▼▼▼
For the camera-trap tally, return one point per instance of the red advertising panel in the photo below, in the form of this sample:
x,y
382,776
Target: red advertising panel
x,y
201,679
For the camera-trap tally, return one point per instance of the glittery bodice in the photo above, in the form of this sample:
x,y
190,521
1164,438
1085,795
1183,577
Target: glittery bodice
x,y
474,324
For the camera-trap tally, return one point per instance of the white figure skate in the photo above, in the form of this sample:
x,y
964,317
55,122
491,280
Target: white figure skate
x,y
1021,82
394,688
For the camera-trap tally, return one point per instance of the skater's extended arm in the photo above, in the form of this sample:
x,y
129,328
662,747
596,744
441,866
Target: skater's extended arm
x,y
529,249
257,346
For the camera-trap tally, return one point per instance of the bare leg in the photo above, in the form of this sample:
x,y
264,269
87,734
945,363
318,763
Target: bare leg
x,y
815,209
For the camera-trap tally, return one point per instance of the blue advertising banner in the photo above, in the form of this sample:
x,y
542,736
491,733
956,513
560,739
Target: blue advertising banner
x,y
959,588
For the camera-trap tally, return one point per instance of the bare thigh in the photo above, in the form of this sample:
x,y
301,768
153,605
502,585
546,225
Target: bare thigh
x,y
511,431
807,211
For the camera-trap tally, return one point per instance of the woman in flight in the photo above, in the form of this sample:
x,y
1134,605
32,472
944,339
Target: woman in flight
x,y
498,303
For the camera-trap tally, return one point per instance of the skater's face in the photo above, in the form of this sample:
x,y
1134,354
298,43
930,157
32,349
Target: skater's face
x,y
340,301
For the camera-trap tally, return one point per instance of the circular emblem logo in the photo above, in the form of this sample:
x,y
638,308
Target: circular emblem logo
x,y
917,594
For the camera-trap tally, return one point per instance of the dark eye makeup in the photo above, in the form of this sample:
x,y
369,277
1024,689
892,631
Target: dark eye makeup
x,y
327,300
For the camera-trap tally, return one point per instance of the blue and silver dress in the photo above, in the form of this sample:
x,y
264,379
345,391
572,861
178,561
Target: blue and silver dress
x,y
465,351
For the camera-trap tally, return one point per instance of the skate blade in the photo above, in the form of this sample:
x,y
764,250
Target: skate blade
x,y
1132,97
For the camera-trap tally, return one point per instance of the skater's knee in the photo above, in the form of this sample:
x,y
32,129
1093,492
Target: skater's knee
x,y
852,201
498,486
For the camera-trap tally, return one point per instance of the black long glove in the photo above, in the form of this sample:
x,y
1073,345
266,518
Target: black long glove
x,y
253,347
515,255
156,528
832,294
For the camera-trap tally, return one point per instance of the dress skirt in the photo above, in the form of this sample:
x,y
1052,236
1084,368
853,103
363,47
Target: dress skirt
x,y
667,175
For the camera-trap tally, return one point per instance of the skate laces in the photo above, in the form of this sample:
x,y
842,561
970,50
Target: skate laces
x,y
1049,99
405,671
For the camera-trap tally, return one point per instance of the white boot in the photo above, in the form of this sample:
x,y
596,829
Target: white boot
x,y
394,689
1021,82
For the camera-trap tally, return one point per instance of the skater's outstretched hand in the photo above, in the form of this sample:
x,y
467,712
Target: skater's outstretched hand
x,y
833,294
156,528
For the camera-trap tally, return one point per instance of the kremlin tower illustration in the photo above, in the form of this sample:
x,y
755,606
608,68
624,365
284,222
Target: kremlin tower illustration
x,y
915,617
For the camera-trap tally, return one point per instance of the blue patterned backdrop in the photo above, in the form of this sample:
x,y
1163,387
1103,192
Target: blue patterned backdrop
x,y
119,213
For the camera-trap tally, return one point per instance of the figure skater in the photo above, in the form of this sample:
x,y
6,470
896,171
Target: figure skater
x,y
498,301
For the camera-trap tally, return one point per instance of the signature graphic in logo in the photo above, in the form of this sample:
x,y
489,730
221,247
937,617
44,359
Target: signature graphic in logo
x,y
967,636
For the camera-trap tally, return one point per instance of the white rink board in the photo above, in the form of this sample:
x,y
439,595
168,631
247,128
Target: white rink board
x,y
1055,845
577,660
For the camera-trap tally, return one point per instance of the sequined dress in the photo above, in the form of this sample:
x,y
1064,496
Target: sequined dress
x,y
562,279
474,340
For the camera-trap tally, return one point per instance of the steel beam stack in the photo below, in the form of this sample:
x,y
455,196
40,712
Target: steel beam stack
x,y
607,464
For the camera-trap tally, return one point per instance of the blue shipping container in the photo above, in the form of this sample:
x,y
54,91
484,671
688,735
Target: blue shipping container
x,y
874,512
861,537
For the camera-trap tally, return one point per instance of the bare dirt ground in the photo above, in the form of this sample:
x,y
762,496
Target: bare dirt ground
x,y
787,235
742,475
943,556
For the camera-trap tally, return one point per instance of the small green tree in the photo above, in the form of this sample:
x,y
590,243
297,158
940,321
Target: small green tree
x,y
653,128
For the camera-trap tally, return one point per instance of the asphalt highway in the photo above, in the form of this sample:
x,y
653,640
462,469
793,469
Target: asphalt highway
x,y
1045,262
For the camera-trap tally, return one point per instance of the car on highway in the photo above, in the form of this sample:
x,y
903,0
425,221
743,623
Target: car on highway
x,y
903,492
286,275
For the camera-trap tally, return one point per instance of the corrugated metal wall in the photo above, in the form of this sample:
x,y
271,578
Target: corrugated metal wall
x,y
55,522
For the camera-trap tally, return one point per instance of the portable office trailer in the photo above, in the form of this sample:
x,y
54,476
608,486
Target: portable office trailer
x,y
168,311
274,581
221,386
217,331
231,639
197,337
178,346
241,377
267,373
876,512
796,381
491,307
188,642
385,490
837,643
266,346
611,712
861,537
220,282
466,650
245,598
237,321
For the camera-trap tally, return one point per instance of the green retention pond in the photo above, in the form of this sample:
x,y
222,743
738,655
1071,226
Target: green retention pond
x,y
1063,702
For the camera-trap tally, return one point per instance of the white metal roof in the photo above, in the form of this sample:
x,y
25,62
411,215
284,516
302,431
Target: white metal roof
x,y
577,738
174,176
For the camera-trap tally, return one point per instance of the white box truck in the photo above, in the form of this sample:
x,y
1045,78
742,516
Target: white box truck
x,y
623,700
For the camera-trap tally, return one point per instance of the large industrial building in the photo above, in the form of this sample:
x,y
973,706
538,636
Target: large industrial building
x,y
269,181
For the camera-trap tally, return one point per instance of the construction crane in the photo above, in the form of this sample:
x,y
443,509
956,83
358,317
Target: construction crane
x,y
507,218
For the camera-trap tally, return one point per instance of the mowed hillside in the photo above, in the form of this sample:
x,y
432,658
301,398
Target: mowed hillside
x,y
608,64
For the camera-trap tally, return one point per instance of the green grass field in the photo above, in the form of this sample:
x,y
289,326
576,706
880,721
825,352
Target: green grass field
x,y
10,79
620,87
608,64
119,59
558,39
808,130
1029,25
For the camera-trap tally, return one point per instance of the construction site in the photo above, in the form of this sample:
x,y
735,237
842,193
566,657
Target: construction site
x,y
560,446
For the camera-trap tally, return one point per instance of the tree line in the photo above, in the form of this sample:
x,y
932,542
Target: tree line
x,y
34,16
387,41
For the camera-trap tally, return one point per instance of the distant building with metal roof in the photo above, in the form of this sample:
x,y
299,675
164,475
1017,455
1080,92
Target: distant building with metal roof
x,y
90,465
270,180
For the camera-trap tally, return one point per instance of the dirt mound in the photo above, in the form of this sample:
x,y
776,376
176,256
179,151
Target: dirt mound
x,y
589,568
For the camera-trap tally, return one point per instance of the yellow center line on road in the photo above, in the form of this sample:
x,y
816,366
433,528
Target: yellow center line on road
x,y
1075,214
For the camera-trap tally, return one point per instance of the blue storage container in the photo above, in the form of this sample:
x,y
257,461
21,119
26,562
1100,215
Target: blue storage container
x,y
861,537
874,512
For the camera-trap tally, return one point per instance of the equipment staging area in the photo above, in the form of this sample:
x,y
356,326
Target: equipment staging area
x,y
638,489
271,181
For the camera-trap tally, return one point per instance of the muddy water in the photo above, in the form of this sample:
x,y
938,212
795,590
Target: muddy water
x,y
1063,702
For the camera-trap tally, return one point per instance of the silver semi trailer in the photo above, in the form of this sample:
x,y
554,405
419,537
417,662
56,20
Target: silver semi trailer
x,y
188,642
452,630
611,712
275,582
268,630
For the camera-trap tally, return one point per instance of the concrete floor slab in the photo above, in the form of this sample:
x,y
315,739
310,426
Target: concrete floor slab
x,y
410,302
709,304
▲▲▲
* What the task asks *
Please return, word for word, the lines of the records above from the line containing "the blue storage" through the end of the records.

* Finished exercise *
For the camera-trap tally, return one point per instance of the blue storage container in the photo above, in the form of this sample:
x,y
257,461
21,119
26,562
1100,215
Target: blue storage container
x,y
861,537
874,512
For the camera-trap tally, return one point per instance of the equipment staging area in the photo above, in the form of this sample:
x,y
356,326
Target: equipment staging area
x,y
638,489
271,181
For the camera-trap tally, return one point per instance of the muddy water in the photo above, in the form of this sample:
x,y
938,212
795,590
Target: muddy water
x,y
1063,702
For the camera-trap tally, return one point per instance of the silver semi trailer in the photo above, in the form of this sample:
x,y
554,405
419,537
417,662
56,20
Target: silver semi trailer
x,y
188,642
452,630
611,712
275,582
268,630
For the camera-trap tally, return one point per instance of the concrete floor slab in the photo above, in the form of this sample:
x,y
315,739
310,426
Target: concrete floor slab
x,y
410,302
709,304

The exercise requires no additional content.